Task statement: In the personal account of compulsive overeating, what name does the writer give to the list of trigger foods kept out of the home?

Passage for review:
======

My name's Vic, and I'm a compulsive overeater. Food addict if you like.
Every day is a battle, one that I'm losing. Miserably.
Everywhere I turn, there are people trying to sabotage my progress, threatening the fine balance between abstinence and giving in. Cakes, sweets, biscuits at work. There's not just birthdays to celebrate, but the return from a holiday, an anniversary, a target, the end of a meeting, a just because. And I am not in enough control of my addiction to steer clear. 'Just one' is expected, but with this disease there is no such thing as 'just one'. 'Just one' is the start of a slippery slope. One that I can't navigate or leave with ease. 'Just one' becomes another, and one more. Until that one more becomes complete loss of control. Until I'm back to day zero. To the day before the beginning of abstinence.
The daily walk to and from work becomes a plethora of opportunities for the next fix. Every step is a new struggle not to step into yet another food-selling establishment. From the aromas littering the street to the people handing out free samples, everywhere I turn someone or something is trying to break me.
If I can get through the lunch break I'm half way there but the witching hour is yet to come. That dangerous combination of tiredness and hunger that slowly build, peaking as I make my way home past the shops and through the station. It's here where I'm most likely to falter, to fall. Here where I'm most likely to give in to the sugar and carbohydrate laden snacks.
One small trigger and it begins. The craving, the need for food becomes unimaginable, the only thing driving me on. Everything, every step, every thought is focussed on what and how to get the next thing to pass my lips. Nothing, not even fullness, sickness can stop me.
So at home we have a list of, what I call, banned substances; a number of foods that will trigger off an attack, often just by being in the house. The usual suspects are there: crisps, chocolate, sweets, biscuits, and some slightly less normal ones: rottisserie chicken, cheese, sliced meat, bread (although not sliced). On the whole, Yuri is generally quite good about not getting these things. Not all the time, but enough to make sure I don't constantly feel surrounded. But, having invited a house guest, he forgot to impart the 'rules' to her.

======

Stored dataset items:
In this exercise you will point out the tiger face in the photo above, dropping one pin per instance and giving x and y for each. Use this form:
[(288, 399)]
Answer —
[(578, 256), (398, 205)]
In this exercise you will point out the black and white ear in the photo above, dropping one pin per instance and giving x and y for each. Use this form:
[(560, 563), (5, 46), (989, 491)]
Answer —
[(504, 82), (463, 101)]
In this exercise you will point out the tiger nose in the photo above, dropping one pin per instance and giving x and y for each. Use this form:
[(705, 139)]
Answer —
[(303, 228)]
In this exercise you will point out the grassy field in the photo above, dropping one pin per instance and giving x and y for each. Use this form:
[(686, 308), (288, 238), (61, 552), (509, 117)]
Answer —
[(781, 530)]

======

Answer section: Banned substances.